● TASK LIST:
**1)** Transcribe the passage on the brown artificial corundum investigation word for word, starting at "The Department has" and ending at "of the Act.".
**2)** Extend the passage on the brown artificial corundum investigation, picking up after its final sentence.

The merchandise covered by this investigation is ground, pulverized or refined brown artificial corundum, also known as refined brown aluminum oxide or brown fused alumina, in grit size of 3/8 inch or less. Excluded from the scope of the investigation is crude artificial corundum in which particles with a diameter greater than 3/8 inch constitute at least 50 percent of the total weight of the entire batch. The scope includes brown artificial corundum in which particles with a diameter greater than 3/8 inch constitute less than 50 percent of the total weight of the batch. The merchandise under investigation is currently classifiable under subheading 2818.10.20.00 of the Harmonized Tariff Schedule of the United States (HTSUS). Although the HTSUS subheading is provided for convenience and customs purposes, the written description of the merchandise under investigation is dispositive.

Nonmarket Economy Country Status

The Department has treated the PRC as an NME country in all past antidumping investigations. See, e.g., Final Determination of Sales at Less Than Fair Value: Certain Preserved Mushrooms from the People's Republic of China, 63 FR 72255, 72256 (December 31, 1998) (Mushrooms). A designation as an NME remains in effect until it is revoked by the Department. See section 771(18)(C) of the Act.

When the Department is investigating imports from an NME country, section 773(c)(1) of the Act directs us to base normal value (NV) on the NME producer's factors of production, valued in a comparable market economy that is a significant producer of comparable merchandise. The sources of individual factor prices are discussed under the “Normal Value” section of the notice, below.

● RECORD EXTRACTS:
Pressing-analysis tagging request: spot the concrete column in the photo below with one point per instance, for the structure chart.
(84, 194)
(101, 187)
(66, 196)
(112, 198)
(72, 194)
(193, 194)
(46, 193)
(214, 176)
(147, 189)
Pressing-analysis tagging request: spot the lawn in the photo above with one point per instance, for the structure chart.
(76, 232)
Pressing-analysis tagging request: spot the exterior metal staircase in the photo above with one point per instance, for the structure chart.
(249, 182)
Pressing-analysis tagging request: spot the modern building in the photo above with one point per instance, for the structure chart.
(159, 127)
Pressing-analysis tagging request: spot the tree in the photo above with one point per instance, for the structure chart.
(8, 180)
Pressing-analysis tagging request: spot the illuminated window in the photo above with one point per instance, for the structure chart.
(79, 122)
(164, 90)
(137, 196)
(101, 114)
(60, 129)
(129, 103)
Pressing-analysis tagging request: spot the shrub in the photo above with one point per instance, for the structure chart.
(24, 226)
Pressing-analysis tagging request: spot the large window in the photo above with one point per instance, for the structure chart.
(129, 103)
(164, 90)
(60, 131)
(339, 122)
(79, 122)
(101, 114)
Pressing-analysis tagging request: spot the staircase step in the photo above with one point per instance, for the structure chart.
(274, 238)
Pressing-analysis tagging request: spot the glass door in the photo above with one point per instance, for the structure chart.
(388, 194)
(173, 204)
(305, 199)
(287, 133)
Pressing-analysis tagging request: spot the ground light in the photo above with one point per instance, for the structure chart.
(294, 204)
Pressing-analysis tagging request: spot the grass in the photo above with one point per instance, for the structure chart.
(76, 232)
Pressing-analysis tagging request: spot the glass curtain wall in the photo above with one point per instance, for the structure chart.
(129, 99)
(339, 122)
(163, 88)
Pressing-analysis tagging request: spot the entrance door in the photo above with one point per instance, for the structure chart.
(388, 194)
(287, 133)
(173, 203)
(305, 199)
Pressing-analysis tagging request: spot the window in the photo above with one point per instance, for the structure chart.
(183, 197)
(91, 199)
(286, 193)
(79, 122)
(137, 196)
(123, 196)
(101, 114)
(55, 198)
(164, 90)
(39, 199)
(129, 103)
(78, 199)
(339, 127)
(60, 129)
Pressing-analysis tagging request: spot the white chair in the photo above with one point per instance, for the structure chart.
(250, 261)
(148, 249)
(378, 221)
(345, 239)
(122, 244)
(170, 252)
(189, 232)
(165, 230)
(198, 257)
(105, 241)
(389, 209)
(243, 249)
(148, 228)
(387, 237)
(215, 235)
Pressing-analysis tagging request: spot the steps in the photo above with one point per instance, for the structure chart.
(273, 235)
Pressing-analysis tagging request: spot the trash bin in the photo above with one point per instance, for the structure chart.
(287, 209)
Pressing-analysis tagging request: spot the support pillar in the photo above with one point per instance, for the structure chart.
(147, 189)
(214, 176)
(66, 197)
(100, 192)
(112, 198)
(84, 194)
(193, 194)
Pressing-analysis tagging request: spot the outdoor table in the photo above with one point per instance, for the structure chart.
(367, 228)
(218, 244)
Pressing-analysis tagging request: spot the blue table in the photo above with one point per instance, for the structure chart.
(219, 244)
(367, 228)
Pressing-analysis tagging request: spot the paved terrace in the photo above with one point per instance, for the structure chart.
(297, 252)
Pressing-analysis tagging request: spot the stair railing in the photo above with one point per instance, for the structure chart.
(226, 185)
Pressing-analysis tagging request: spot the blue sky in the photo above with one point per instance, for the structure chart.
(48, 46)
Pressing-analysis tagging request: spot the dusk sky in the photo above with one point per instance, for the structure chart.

● EXPECTED RESPONSES:
**1)**
The Department has treated the PRC as an NME country in all past antidumping investigations. See, e.g., Final Determination of Sales at Less Than Fair Value: Certain Preserved Mushrooms from the People's Republic of China, 63 FR 72255, 72256 (December 31, 1998) (Mushrooms). A designation as an NME remains in effect until it is revoked by the Department. See section 771(18)(C) of the Act.

**2)**
No party in this investigation has requested a revocation of the PRC's NME status. We have, therefore, preliminarily continued to treat the PRC as an NME.

Separate Rates

In proceedings involving NME countries, the Department begins with a rebuttable presumption that all companies within the country are subject to government control and thus should be assessed a single antidumping duty deposit rate. Jinyu is a joint venture between a PRC entity and a Singapore trading company. As the Singapore company owns a minority interest in the joint venture, a separate-rates analysis is necessary to determine whether Jinyu is independent from government control and is eligible for a separate rate.

The Department's separate rate test is not concerned, in general, with macroeconomic/ border-type controls (e.g., export licenses, quotas, and minimum export prices), particularly if these controls are imposed to prevent dumping. The test focuses, rather, on controls over the investment, pricing, and output decision-making process at the individual firm level. See, e.g., Certain Cut-to-Length Carbon Steel Plate from Ukraine: Final Determination of Sales at Less than Fair Value, 62 FR 61754, 61758 (November 19, 1997); Tapered Roller Bearings and Parts Thereof, Finished and Unfinished, from the People's Republic of China; Final Results of Antidumping Duty Administrative Review, 62 FR 61276, 61279 (November 17, 1997); and Honey from the People's Republic of China: Preliminary Determination of Sales at Less than Fair Value, 60 FR 14725, 14727 (March 20, 1995).

To establish whether a firm is sufficiently independent from government control to be entitled to a separate rate, the Department analyzes each exporting entity under a test arising out of the Final Determination of Sales at Less Than Fair Value: Sparklers from the People's Republic of China, 56 FR 20588, 20589 (May 6, 1991), as modified by Notice of Final Determination of Sales at Less Than Fair Value: Silicon Carbide from the People's Republic of China, 59 FR 22585, 22587 (May 2, 1994) (Silicon Carbide). Under the separate rates criteria, the Department assigns separate rates in NME cases only if the respondents can demonstrate the absence of both de jure and de facto governmental control over export activities. See Silicon Carbide and Notice of Final Determination of Sales at Less Than Fair Value: Furfuryl Alcohol from the People's Republic of China, 60 FR 22544 (May 8, 1995) (Furfuryl Alcohol).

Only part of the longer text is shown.